# [Do this]
Copy out every line from the one containing "Point out the sweater sleeve" through the one containing "<point>287,91</point>", adding 110 to each coordinate in the answer points. Leave the sample coordinates as they are.

--- BEGIN ---

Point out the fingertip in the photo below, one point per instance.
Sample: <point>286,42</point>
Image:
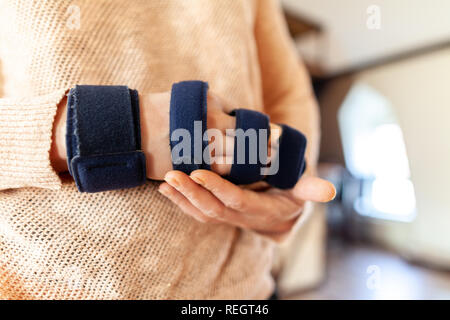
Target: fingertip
<point>314,189</point>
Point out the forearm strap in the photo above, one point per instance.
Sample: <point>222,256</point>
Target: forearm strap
<point>103,138</point>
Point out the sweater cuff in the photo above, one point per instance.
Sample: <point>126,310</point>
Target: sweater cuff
<point>26,136</point>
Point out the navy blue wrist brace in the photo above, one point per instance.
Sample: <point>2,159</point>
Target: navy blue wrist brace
<point>248,165</point>
<point>188,111</point>
<point>291,157</point>
<point>188,105</point>
<point>103,138</point>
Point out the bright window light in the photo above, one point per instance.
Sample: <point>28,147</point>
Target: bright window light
<point>375,152</point>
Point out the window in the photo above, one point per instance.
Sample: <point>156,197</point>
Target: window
<point>375,153</point>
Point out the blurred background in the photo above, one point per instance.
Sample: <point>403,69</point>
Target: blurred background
<point>381,74</point>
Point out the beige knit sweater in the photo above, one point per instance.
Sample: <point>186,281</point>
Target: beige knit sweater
<point>57,243</point>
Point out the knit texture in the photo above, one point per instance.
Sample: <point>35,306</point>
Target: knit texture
<point>58,243</point>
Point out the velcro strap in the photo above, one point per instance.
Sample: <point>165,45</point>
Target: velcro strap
<point>188,115</point>
<point>250,146</point>
<point>103,138</point>
<point>290,157</point>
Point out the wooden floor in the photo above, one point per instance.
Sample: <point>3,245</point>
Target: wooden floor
<point>359,272</point>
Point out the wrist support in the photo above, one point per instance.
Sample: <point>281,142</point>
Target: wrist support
<point>188,113</point>
<point>188,106</point>
<point>291,159</point>
<point>103,138</point>
<point>249,158</point>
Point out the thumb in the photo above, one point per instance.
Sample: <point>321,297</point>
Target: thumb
<point>314,189</point>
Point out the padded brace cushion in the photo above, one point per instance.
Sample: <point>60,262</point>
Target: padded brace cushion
<point>253,157</point>
<point>291,155</point>
<point>103,138</point>
<point>188,104</point>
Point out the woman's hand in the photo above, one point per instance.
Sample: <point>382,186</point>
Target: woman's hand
<point>155,132</point>
<point>154,120</point>
<point>208,198</point>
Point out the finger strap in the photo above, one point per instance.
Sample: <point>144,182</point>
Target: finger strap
<point>290,157</point>
<point>250,146</point>
<point>188,114</point>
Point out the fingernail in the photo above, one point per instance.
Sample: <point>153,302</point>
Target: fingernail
<point>162,191</point>
<point>172,181</point>
<point>198,180</point>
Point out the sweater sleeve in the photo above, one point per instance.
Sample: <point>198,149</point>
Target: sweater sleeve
<point>25,140</point>
<point>287,91</point>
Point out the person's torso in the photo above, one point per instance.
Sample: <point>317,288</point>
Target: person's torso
<point>127,243</point>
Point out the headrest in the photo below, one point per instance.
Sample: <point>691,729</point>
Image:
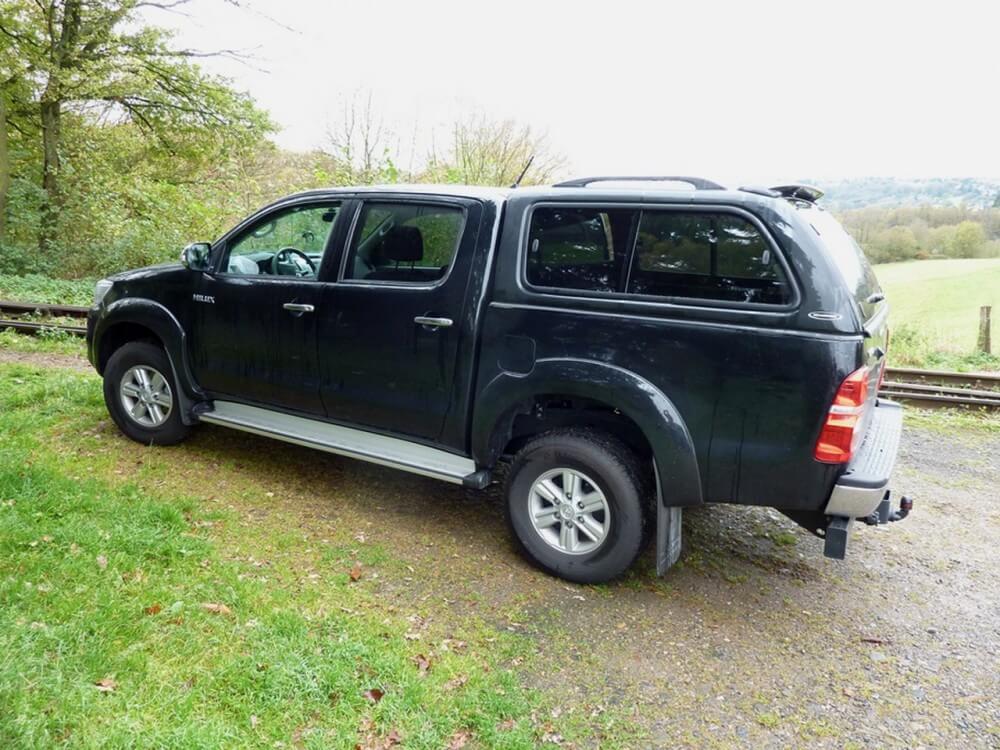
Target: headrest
<point>403,244</point>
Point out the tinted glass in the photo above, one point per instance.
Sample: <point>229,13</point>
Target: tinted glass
<point>579,248</point>
<point>289,243</point>
<point>705,256</point>
<point>404,242</point>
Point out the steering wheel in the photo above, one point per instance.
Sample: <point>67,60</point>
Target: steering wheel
<point>297,257</point>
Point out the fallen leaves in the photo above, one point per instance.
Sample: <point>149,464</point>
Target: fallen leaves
<point>423,664</point>
<point>355,574</point>
<point>369,739</point>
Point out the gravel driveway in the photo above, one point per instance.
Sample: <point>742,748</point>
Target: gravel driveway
<point>754,639</point>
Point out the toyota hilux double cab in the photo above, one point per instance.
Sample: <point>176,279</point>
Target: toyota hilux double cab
<point>625,347</point>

--- END ---

# [Result of the task]
Point out the sweater sleeve in the photo above, one point per instance.
Sample: <point>198,149</point>
Target: sweater sleeve
<point>135,250</point>
<point>397,201</point>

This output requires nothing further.